◆ Work instruction ◆
Search the data for "after". Return each matching line.

◆ Collected data entries ◆
┏━━

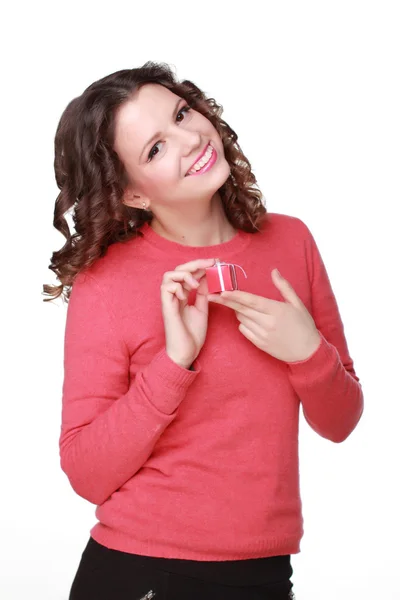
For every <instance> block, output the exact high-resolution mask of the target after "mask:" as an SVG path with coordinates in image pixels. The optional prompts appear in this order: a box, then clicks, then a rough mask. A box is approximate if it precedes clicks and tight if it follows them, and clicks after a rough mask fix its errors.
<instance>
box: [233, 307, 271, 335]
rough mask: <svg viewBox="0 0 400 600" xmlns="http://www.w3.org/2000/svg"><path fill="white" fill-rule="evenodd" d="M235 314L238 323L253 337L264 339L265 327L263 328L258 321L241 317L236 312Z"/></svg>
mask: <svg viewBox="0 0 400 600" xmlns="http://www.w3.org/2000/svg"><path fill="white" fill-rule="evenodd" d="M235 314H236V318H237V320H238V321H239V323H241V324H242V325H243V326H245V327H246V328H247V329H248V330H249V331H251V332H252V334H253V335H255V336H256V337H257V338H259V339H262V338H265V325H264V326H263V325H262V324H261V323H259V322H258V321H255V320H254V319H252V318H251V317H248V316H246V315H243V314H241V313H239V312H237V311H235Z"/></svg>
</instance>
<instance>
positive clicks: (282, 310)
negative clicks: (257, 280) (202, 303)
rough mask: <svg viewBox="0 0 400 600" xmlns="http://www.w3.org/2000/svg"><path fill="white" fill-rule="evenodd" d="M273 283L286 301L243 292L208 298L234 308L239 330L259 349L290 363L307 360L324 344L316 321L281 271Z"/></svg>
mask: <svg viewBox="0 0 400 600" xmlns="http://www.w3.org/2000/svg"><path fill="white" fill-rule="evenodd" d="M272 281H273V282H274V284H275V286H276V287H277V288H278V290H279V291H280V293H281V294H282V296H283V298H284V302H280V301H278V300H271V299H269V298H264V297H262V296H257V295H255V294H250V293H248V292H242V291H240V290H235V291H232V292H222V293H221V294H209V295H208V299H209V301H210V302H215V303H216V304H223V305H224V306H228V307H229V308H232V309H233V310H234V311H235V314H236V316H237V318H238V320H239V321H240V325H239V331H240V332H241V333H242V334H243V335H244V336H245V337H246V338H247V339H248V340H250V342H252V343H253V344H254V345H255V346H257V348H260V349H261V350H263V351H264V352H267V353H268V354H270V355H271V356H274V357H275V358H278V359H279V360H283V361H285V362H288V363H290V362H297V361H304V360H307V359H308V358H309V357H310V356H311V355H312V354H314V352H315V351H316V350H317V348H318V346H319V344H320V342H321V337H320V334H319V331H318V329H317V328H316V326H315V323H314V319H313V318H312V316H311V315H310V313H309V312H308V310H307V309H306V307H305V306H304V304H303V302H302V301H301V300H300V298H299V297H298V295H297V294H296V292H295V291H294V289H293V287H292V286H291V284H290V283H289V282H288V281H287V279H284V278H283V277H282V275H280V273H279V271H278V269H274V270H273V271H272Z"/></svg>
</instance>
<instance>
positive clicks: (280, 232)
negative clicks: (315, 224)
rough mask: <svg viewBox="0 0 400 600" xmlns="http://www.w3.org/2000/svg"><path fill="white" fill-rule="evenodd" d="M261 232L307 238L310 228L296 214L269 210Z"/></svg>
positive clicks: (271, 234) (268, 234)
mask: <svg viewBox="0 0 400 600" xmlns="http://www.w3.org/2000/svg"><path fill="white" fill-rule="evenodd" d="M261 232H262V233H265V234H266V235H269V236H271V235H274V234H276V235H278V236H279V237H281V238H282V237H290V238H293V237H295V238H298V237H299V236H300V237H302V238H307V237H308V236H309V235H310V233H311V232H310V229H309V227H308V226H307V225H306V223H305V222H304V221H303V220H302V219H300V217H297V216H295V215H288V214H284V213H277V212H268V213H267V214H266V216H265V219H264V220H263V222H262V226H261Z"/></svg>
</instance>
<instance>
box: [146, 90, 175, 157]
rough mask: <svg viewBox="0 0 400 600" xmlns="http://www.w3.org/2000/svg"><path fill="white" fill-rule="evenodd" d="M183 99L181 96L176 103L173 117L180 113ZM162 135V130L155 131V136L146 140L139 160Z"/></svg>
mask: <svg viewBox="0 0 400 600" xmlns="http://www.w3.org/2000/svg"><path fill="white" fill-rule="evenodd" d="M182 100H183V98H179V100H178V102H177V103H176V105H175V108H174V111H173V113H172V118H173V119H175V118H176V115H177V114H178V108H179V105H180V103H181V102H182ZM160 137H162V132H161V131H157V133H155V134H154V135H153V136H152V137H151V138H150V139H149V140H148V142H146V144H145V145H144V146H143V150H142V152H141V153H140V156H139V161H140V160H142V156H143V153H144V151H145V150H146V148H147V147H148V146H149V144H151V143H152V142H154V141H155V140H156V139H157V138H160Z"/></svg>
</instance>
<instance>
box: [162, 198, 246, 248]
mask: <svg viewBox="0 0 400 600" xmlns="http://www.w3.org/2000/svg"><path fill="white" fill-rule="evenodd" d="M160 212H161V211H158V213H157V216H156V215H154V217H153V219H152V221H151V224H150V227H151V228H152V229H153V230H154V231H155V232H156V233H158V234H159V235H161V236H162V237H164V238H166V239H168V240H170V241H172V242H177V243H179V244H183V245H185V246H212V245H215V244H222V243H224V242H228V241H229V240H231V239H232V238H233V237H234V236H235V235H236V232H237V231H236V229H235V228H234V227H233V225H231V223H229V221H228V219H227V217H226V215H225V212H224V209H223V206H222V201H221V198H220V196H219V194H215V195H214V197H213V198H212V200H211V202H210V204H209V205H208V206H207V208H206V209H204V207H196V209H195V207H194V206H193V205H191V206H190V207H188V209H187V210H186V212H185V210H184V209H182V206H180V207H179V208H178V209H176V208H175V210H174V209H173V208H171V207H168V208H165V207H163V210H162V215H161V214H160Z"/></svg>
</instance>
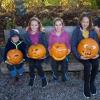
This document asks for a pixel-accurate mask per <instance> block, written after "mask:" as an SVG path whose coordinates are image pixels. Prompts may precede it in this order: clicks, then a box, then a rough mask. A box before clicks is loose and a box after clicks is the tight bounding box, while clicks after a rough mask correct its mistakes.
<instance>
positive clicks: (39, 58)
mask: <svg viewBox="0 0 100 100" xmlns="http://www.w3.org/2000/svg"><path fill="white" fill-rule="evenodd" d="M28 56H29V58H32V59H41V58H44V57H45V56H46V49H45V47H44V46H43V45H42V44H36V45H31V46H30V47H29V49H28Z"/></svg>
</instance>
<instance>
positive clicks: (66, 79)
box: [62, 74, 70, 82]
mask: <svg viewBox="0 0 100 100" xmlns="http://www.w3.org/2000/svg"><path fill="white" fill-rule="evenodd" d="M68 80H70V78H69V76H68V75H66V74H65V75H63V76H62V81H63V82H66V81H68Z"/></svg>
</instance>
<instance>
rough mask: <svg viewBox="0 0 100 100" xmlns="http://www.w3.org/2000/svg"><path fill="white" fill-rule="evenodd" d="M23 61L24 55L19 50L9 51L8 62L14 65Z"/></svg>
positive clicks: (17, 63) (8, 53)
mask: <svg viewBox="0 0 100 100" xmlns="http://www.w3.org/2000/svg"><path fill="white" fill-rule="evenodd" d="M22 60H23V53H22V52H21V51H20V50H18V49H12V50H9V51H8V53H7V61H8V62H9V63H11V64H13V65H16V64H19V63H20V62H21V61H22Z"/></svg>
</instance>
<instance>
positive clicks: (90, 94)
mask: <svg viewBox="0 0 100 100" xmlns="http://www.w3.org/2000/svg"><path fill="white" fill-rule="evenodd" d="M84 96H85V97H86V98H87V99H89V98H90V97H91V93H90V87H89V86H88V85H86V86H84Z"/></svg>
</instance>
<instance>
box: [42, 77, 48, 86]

┗━━

◆ Result for this exercise ◆
For every <instance> block, output the exact high-resolution mask of the target after "mask:" as an SVG path with coordinates in image pixels. The optional prompts appear in this order: a box, then clicks, then a rough mask. A box is approximate if it precedes clicks and tight if it follows them, and clicks after a rough mask fix its errors.
This document asks for a pixel-accurate mask per <instance> block, written after "mask:" as an SVG path whose coordinates are image pixels. Prompts may precede it in this order: clicks, then a box, then a rough mask. A box before clicks is loose and a box after clicks is the tight bounding box, while clicks after a rough mask correct its mistakes.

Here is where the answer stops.